What this task involves
Duplicate the material below verbatim, starting at the line that contains "the dry grass" and continuing through the final line of the material, with both of those lines included.

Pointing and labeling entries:
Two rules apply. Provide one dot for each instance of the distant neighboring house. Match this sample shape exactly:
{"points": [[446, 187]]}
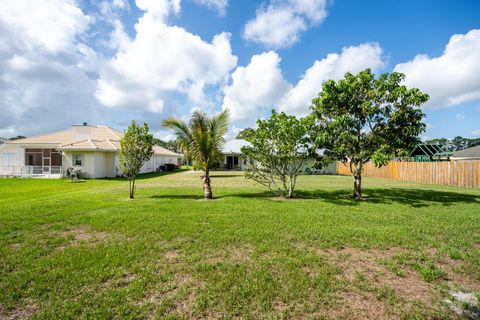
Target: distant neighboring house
{"points": [[233, 157], [472, 153], [311, 167], [235, 160], [428, 152], [92, 149]]}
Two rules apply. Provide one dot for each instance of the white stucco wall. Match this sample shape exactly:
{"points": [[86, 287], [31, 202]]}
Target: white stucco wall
{"points": [[17, 150], [95, 164]]}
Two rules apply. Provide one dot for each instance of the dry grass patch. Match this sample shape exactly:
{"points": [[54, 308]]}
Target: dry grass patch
{"points": [[23, 311], [373, 291], [176, 298], [84, 236]]}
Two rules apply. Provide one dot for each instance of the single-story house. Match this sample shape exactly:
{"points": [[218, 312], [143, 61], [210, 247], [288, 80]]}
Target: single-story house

Output of the exercise
Two rules apply. Provide one dot for each instance of the dry grass patch. Match this sample shape exactly:
{"points": [[54, 308]]}
Target: dry grass patch
{"points": [[23, 311], [373, 291], [176, 298], [84, 236]]}
Two rules apply. Provide one dot for each instance of the single-story house. Match this sample shape exactly:
{"points": [[218, 312], [143, 61], [210, 247], [288, 80]]}
Target: single-story house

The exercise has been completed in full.